>>
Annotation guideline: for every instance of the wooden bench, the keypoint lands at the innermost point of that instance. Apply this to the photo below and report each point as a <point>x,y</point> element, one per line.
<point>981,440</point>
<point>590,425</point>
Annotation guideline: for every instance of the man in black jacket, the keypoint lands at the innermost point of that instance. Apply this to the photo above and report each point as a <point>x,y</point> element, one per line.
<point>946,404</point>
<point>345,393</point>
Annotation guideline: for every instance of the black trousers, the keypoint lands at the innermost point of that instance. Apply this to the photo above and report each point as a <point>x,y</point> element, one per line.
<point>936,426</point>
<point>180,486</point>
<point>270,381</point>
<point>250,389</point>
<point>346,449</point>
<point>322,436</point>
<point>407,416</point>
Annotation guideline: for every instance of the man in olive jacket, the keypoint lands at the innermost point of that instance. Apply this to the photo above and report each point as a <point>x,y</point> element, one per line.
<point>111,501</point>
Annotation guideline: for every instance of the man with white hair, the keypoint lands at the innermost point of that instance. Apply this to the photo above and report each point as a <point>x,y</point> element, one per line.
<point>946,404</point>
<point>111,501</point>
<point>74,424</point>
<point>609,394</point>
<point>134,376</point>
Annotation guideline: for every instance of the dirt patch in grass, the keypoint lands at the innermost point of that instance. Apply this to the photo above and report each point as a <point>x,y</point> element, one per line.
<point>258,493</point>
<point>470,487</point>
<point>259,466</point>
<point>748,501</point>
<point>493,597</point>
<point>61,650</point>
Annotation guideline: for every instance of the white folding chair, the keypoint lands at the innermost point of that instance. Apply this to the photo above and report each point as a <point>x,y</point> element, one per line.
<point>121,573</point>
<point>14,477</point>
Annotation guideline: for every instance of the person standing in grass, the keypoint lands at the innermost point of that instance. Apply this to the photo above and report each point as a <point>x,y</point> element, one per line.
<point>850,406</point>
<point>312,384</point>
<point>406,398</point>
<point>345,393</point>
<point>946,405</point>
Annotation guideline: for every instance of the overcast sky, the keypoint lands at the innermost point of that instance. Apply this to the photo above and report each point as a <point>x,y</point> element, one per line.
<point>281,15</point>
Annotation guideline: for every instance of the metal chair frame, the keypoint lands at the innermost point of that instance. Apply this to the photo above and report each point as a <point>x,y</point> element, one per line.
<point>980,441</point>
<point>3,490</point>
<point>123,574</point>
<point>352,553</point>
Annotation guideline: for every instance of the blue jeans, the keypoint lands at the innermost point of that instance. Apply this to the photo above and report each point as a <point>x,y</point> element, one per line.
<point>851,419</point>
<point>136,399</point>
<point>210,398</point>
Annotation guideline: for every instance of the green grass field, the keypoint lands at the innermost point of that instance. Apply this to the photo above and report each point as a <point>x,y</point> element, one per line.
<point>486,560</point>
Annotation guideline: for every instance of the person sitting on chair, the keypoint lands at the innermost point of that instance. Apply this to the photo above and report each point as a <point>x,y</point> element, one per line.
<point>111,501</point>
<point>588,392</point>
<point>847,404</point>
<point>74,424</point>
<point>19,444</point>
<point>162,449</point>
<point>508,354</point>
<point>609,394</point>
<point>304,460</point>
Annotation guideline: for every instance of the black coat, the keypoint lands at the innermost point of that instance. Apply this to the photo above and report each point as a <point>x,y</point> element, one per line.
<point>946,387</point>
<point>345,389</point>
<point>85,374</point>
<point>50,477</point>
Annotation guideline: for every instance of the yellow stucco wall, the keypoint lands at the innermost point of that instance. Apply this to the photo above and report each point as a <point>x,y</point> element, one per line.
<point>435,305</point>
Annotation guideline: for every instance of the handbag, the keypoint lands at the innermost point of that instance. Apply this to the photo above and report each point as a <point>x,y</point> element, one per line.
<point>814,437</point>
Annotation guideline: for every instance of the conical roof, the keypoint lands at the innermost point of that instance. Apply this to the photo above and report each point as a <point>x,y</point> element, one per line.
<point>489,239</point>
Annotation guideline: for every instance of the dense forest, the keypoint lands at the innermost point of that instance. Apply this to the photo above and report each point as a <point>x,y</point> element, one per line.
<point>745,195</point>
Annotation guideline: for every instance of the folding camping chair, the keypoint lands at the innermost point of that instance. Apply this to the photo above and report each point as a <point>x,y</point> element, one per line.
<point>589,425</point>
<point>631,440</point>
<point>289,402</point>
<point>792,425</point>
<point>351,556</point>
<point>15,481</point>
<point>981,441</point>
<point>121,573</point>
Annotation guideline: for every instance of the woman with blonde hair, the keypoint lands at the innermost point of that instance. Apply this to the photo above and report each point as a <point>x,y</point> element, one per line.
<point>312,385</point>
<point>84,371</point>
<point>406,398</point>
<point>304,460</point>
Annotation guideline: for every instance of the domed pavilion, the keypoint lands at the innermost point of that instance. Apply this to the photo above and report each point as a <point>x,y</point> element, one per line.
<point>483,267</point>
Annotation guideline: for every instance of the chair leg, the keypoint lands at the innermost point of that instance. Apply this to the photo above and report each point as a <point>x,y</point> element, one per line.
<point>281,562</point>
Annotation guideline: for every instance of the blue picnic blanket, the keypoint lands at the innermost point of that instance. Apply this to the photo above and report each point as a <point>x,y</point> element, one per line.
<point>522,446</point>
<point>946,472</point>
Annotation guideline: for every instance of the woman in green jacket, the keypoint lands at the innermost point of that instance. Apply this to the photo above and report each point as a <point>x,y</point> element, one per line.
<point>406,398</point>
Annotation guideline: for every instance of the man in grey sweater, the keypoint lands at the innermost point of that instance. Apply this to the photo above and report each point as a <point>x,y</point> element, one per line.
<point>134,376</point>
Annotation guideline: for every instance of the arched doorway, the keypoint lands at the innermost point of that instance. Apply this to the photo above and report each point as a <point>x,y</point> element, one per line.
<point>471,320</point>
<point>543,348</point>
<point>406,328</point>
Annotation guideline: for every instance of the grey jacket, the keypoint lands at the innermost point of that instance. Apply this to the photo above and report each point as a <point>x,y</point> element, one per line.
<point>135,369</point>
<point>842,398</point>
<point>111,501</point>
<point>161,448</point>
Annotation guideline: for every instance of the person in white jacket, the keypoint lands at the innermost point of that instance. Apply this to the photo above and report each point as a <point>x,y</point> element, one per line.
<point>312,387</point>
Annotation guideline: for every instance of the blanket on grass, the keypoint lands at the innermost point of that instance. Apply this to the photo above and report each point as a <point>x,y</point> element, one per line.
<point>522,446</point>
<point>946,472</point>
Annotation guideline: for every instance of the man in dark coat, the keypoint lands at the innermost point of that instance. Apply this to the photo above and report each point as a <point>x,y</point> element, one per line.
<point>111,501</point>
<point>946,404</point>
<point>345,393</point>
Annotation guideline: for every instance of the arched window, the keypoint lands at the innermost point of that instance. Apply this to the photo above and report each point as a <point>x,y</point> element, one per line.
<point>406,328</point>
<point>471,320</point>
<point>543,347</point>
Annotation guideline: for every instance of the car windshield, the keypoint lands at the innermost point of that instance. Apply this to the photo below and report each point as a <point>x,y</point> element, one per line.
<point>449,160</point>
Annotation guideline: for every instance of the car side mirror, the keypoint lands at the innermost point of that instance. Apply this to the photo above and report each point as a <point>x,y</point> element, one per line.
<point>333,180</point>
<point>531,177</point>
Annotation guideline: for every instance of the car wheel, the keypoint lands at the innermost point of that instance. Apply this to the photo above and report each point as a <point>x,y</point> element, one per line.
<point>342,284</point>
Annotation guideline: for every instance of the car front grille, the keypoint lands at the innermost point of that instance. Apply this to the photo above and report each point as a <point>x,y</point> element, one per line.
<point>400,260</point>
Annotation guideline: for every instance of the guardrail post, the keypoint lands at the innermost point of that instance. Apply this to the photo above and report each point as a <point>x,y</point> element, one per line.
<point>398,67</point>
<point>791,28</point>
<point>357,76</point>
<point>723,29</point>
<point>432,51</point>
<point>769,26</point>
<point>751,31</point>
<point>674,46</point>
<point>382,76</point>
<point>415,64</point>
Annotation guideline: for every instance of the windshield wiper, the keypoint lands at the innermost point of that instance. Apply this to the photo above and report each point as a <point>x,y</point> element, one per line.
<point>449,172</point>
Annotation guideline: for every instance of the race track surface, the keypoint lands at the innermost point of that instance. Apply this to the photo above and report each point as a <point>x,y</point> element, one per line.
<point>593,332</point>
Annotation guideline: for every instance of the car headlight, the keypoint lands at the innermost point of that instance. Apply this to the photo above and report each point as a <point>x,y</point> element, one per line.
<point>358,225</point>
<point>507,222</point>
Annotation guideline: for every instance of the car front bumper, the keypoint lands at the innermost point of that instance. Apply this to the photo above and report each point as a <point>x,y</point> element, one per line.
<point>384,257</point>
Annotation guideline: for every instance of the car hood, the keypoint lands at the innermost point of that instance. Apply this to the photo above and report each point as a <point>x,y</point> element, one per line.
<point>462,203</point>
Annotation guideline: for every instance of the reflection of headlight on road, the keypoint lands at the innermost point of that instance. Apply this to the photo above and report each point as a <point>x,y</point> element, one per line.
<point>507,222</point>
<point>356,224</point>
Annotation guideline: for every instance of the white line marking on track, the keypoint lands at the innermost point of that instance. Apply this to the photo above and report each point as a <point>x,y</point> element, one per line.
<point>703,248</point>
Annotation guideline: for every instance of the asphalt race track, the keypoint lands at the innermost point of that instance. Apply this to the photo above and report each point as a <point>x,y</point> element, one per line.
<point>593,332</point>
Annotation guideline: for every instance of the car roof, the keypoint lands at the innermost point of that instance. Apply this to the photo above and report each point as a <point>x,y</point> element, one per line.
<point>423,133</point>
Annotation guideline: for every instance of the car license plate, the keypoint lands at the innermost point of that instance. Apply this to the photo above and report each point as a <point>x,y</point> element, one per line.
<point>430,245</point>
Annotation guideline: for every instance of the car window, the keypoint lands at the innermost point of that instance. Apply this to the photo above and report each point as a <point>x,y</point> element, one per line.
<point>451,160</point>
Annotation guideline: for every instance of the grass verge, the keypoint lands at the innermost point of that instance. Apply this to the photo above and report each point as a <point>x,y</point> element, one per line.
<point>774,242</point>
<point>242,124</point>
<<
Given task: Update the data in the lines running from the one that contains "front bumper, the" through the one that contains "<point>423,133</point>", inclusive, by changing "innermost point" to "central point" and leaving everything else as it is. Give back only those lines.

Answer to the exercise:
Annotation guideline: for every instance of the car front bumper, the keypoint lands at the central point of that instance. Apply this to the photo above and report each point as a <point>x,y</point> element, one per line.
<point>384,257</point>
Annotation guideline: for every instance of the car hood, the keypoint lands at the central point of that instance. Apply this to the photo above and report each point as a <point>x,y</point> element, one per line.
<point>462,203</point>
Annotation guideline: for every instance of the reflection of headlight on road, the keypoint lands at the central point of that instance. Apply this to the photo above and report each point as a <point>x,y</point> element, one per line.
<point>507,222</point>
<point>356,224</point>
Annotation guideline: for every instance of the white line marking on track, the keypoint lands at the central point of that instance. Apply this to the photo above and report each point as a <point>x,y</point> element, one per line.
<point>703,248</point>
Annotation guideline: for every instance of the asphalt race track, the keypoint lands at the central point of that instance. Apply this to the photo above and report each point as a <point>x,y</point> element, one per line.
<point>593,332</point>
Annotation guideline: for every instance of the car roof, the keypoint lands at the central point of that instance. Apply this to the photo above and report each point as a <point>x,y</point> element, one per line.
<point>423,133</point>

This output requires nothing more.